Challenges ::
**A.** For the passage on writing sequences with portray_array, state whether each of the following agrees with it, answering yes or no and quoting the words that decide it: (i) a comma is written before the first element; (ii) funny_portray_array places each element's position in the sequence where portray_array would write a '{' or a ','; (iii) the one-argument funny_portray_array starts the three-argument version at position 1.
**B.** Pick up the passage on portray_array after its last clause and carry it on in the same manner.

### Supplied text ###

Anyway, when writing sequences, the gaps are the separators between
elements. We must make sure there's a comma between each pair of
elements, but not before the first or after the last. To do this,
portray_array/3 has its second and third arguments:
portray_array( T, Prefix0+, Prefix- )
where Prefix0 is the prefix ( '{' or ',' ) to be written _before_ the
next key-and-entry that portray_array writes; Prefix is the prefix to be
written after the next element _following the call of_ portray_array.
If the code for 'portray_array' seems mysterious, think of it as being
derived from this code just below for 'funny_portray_array', where
instead of placing a '{' before the first element, and a ',' before all
the others, we place the element's position in the sequence. So in
funny_portray_array( T, P0+, P- )
P0 is the position of the next element to be written, and P will be the
number of the next element following the call of funny_portray_array.
funny_portray_array( nil/0 ) :- !.
funny_portray_array( T ) :-
funny_portray_array( T, 1, _ ).
funny_portray_array( nil/0, P, P ) :- !.

### Data extract ###

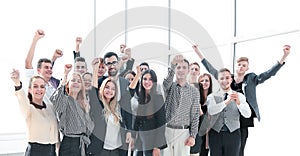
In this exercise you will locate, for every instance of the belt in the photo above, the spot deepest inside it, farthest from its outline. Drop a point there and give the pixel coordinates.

###

Expected answers ::
**A.**
(i) No: "We must make sure there's a comma between each pair of elements, but not before the first or after the last."
(ii) Yes: "instead of placing a '{' before the first element, and a ',' before all the others, we place the element's position in the sequence."
(iii) Yes: "funny_portray_array( T, 1, _ )."

**B.**
funny_portray_array( avl(Left,K,E,Right)/_, P0, P ) :-
funny_portray_array( Left, P0, P1 ),
write(' '), write( P1 ), write(' '),
print(K), write(':'), print(E),
P2 is P1 + 1,
funny_portray_array( Right, P2, P ).
All we're doing in portray_array is to collapse the counting code above
by saying that only two values of P matter: 1 and not-1.
*/
portray_array( nil/0 ) :-
!,
write( '{}' ).
portray_array( T ) :-
portray_array( T, '{', _ ),
write( '}' ).
portray_array( nil/0, Prefix, Prefix ) :- !.
portray_array( avl(Left,K,E,Right)/_, Prefix0, Prefix ) :-
portray_array( Left, Prefix0, Prefix1 ),
write( Prefix1 ), print(K), write(':'), print(E),
portray_array( Right, ',' , Prefix ).
/*
AVL-tree utilities - rotating and re-balancing.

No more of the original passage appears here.